Items listed in a dataset
= = = = =

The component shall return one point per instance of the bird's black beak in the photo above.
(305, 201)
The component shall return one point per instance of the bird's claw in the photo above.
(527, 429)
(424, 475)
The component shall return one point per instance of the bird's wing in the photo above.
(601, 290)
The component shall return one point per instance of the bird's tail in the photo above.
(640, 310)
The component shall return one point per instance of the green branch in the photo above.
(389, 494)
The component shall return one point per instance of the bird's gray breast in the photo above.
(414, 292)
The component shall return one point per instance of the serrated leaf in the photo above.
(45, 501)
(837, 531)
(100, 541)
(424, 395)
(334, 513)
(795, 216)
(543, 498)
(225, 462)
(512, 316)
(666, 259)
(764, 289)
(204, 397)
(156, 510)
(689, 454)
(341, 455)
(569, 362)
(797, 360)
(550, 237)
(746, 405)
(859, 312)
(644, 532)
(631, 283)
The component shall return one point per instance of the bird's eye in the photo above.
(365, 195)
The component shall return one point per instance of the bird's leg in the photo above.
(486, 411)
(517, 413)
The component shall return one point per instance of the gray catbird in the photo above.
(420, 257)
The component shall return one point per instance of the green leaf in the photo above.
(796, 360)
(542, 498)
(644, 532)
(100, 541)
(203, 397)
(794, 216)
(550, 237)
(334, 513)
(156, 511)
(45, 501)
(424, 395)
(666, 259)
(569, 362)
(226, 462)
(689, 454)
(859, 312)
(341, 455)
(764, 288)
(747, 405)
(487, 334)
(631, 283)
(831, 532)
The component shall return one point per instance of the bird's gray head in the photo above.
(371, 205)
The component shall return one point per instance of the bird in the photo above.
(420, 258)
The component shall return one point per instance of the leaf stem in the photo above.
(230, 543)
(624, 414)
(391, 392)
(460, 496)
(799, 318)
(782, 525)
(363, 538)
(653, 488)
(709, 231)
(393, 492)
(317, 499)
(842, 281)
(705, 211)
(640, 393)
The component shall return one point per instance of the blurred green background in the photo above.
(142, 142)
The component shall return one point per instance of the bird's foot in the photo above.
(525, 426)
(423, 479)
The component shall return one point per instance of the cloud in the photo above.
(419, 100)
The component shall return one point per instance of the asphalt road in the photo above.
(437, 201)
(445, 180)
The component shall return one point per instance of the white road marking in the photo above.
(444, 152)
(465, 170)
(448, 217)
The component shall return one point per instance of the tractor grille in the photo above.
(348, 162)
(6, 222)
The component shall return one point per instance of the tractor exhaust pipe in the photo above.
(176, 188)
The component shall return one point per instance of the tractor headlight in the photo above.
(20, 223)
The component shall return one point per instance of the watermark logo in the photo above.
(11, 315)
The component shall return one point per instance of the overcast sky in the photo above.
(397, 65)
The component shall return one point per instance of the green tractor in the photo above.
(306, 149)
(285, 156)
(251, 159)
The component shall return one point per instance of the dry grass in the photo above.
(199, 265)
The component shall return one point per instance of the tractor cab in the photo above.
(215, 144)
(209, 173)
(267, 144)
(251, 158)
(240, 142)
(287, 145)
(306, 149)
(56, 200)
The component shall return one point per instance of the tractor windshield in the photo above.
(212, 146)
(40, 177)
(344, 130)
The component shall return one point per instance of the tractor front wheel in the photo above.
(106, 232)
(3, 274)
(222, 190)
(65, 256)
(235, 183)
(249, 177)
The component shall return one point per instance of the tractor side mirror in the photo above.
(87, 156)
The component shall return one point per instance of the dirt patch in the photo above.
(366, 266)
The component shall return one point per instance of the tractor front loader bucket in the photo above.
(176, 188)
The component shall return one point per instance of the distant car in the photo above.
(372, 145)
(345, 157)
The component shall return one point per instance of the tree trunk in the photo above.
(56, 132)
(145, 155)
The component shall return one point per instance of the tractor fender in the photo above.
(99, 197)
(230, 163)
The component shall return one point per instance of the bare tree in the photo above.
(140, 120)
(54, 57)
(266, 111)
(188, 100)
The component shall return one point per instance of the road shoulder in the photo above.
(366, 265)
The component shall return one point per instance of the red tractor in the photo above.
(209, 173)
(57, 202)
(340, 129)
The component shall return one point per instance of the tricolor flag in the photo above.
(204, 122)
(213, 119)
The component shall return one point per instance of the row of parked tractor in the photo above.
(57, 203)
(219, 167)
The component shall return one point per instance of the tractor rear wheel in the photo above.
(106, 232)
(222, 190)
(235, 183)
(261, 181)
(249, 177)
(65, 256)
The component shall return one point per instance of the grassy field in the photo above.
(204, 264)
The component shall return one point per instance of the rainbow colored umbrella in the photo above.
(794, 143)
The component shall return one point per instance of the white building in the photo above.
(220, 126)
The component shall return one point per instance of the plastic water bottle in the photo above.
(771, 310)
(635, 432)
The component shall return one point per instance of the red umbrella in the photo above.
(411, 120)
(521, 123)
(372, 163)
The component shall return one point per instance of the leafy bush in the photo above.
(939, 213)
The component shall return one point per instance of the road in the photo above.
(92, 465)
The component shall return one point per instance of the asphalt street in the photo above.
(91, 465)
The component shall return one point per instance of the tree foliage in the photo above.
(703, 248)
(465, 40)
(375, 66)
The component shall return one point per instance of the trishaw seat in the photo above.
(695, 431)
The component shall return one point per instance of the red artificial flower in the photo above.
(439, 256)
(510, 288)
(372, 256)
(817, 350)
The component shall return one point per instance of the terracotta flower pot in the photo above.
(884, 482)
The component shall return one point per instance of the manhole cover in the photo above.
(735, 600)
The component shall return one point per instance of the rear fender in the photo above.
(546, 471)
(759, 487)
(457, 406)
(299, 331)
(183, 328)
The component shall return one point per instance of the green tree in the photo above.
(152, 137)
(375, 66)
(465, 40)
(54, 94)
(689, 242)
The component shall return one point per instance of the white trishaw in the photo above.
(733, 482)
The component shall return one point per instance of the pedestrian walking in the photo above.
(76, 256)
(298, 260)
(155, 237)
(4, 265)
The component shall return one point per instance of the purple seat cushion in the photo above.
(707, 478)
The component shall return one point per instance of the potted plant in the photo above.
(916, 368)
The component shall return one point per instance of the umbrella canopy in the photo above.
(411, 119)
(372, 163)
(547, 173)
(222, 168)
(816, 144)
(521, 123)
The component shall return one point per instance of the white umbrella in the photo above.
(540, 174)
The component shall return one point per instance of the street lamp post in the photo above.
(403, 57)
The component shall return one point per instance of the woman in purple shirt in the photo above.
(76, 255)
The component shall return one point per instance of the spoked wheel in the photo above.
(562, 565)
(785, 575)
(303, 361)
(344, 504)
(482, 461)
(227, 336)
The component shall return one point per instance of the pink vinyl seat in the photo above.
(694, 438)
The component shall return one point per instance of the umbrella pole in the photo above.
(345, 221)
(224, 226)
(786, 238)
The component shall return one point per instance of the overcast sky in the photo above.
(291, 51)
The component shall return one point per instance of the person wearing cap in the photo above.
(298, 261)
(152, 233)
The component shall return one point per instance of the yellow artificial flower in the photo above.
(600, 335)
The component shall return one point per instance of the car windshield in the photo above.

= = = = =

**Problem statement**:
An exact copy of all the records is the only acceptable answer.

**Written solution**:
The component shall return one point per instance of the bird's black beak in the photo above.
(305, 201)
The component shall return one point per instance of the bird's claw in the photo above.
(527, 429)
(424, 475)
The component shall return one point per instance of the bird's wing in the photo above.
(601, 290)
The component shall return one point per instance of the bird's tail in the photo above.
(640, 310)
The component shall return one point per instance of the green branch in the photo above.
(389, 494)
The component shall return one point per instance of the bird's gray breast in the photo above.
(414, 292)
The component shall return one point per instance of the serrated leaf in the photo above.
(45, 501)
(837, 531)
(100, 541)
(424, 395)
(334, 513)
(795, 216)
(543, 498)
(225, 462)
(512, 316)
(666, 259)
(764, 289)
(204, 397)
(156, 510)
(689, 454)
(341, 455)
(569, 362)
(797, 360)
(550, 237)
(746, 405)
(859, 312)
(644, 532)
(631, 283)
The component shall return one point per instance of the bird's eye in the photo above.
(365, 195)
The component shall return one point per instance of the bird's leg in the photo above.
(486, 411)
(517, 413)
The component shall return one point per instance of the gray catbird in the photo above.
(420, 257)
The component shall return one point per instance of the green leaf in the photo above.
(796, 360)
(542, 498)
(644, 532)
(100, 541)
(203, 397)
(794, 216)
(550, 237)
(334, 513)
(156, 511)
(45, 501)
(424, 395)
(666, 259)
(569, 362)
(226, 462)
(689, 454)
(859, 312)
(341, 455)
(764, 288)
(747, 405)
(487, 334)
(631, 283)
(831, 532)
The component shall return one point per instance of the bird's gray head in the photo above.
(371, 205)
The component shall return one point per instance of the bird in the photo above.
(420, 258)
The component shall return one point per instance of the leaf stem in the photo above.
(230, 543)
(624, 414)
(391, 392)
(460, 496)
(799, 318)
(782, 525)
(363, 538)
(653, 488)
(709, 231)
(393, 492)
(317, 499)
(842, 281)
(705, 211)
(640, 393)
The component shall return one point per instance of the blurred green background in the photo above.
(142, 142)
The component shall return one point per instance of the bird's foot in the photo above.
(525, 426)
(423, 479)
The component shall return one point per instance of the cloud in the photo above.
(419, 100)
The component shall return one point per instance of the asphalt road in the photo above.
(437, 201)
(445, 180)
The component shall return one point per instance of the white road marking in the photo above.
(444, 152)
(465, 170)
(448, 217)
The component shall return one point per instance of the tractor grille in the photo above.
(348, 162)
(6, 222)
The component shall return one point per instance of the tractor exhaust pipe in the photo above.
(176, 188)
The component shall return one point per instance of the tractor headlight in the photo above.
(20, 223)
The component shall return one point per instance of the watermark logo in the photo above.
(11, 315)
The component shall return one point per instance of the overcast sky in the photo above.
(397, 65)
The component shall return one point per instance of the green tractor in the photo above.
(306, 149)
(285, 156)
(251, 159)
The component shall return one point per instance of the dry grass in the photo above.
(199, 265)
The component shall return one point per instance of the tractor cab in the photo above.
(215, 144)
(209, 173)
(267, 144)
(251, 158)
(240, 142)
(287, 145)
(306, 149)
(56, 200)
The component shall return one point per instance of the tractor windshield in the photo above.
(212, 146)
(40, 177)
(344, 130)
The component shall return one point per instance of the tractor front wheel in the photo above.
(106, 232)
(3, 274)
(222, 190)
(65, 256)
(235, 183)
(249, 177)
The component shall return one point per instance of the tractor side mirror in the photo above.
(87, 156)
The component shall return one point per instance of the dirt patch in the photo above.
(366, 266)
The component shall return one point per instance of the tractor front loader bucket in the photo above.
(176, 188)
The component shall return one point per instance of the distant car in the photo above.
(372, 145)
(345, 157)
The component shall return one point per instance of the tree trunk in the photo above.
(56, 132)
(145, 155)
The component shall return one point per instance of the tractor fender in the photo above.
(99, 197)
(230, 163)
The component shall return one point per instance of the bare tree in the photo above.
(140, 120)
(54, 57)
(266, 111)
(188, 100)
The component shall return one point per instance of the road shoulder in the photo above.
(366, 265)
The component shall return one point per instance of the red tractor in the photo above.
(209, 173)
(57, 202)
(340, 129)
The component shall return one point per instance of the tricolor flag in the photo above.
(204, 122)
(213, 119)
The component shall return one point per instance of the row of parked tractor in the photo above.
(57, 203)
(219, 167)
The component shall return one point per instance of the tractor rear wheel in the photo above.
(106, 232)
(222, 190)
(235, 183)
(261, 181)
(249, 177)
(65, 256)
The component shall return one point per instance of the grassy field in the photo above.
(204, 264)
The component shall return one point per instance of the rainbow colored umbrella in the photo above.
(794, 143)
The component shall return one point per instance of the white building in the photo above.
(220, 126)
The component shall return one point per instance of the plastic water bottle in the photo above.
(771, 310)
(635, 432)
The component shall return one point per instance of the red umbrella in the photo above.
(411, 120)
(521, 123)
(372, 163)
The component shall return one point per instance of the leafy bush in the photo above.
(939, 213)
The component shall return one point per instance of the road in the photo above.
(92, 465)
The component shall return one point per instance of the asphalt street in the photo above.
(91, 465)
The component shall return one point per instance of the tree foliage in the photo above.
(703, 248)
(465, 40)
(375, 66)
The component shall return one point per instance of the trishaw seat in the photo above.
(695, 431)
The component shall return one point per instance of the red artificial flower in the photo above.
(439, 256)
(510, 288)
(372, 256)
(817, 350)
The component shall return one point per instance of the terracotta flower pot in the photo above.
(884, 482)
The component shall return one point per instance of the manhole cover in the photo above.
(735, 600)
The component shall return one point per instance of the rear fender in the photo above.
(546, 471)
(759, 487)
(457, 406)
(299, 331)
(183, 328)
The component shall return one point per instance of the green tree in the photo above.
(152, 137)
(375, 66)
(465, 40)
(54, 94)
(689, 242)
The component shall return one point per instance of the white trishaw in the photo above.
(733, 482)
The component shall return one point per instance of the pedestrian walking in the photo above.
(76, 256)
(298, 260)
(155, 237)
(4, 265)
The component shall return one point per instance of the purple seat cushion in the photo above.
(707, 478)
The component shall return one point per instance of the potted plant in the photo above.
(916, 368)
The component shall return one point per instance of the umbrella canopy in the photo above.
(411, 119)
(372, 163)
(547, 173)
(222, 168)
(816, 144)
(521, 123)
The component shall return one point per instance of the white umbrella in the photo above.
(540, 174)
The component shall return one point per instance of the street lamp post in the photo above.
(403, 57)
The component shall return one point per instance of the woman in purple shirt in the photo above.
(76, 255)
The component shall return one point per instance of the spoked wheel in the photo above.
(562, 565)
(785, 575)
(303, 361)
(344, 504)
(482, 461)
(227, 336)
The component shall return one point per instance of the pink vinyl seat in the photo above.
(694, 438)
The component shall return one point per instance of the umbrella pole in the photo above.
(345, 221)
(224, 226)
(786, 238)
The component shall return one point per instance of the overcast sky in the photo above.
(291, 51)
The component shall return one point per instance of the person wearing cap in the photo above.
(298, 261)
(152, 233)
The component shall return one point per instance of the yellow artificial flower in the photo above.
(600, 335)
The component shall return one point per instance of the car windshield in the photo above.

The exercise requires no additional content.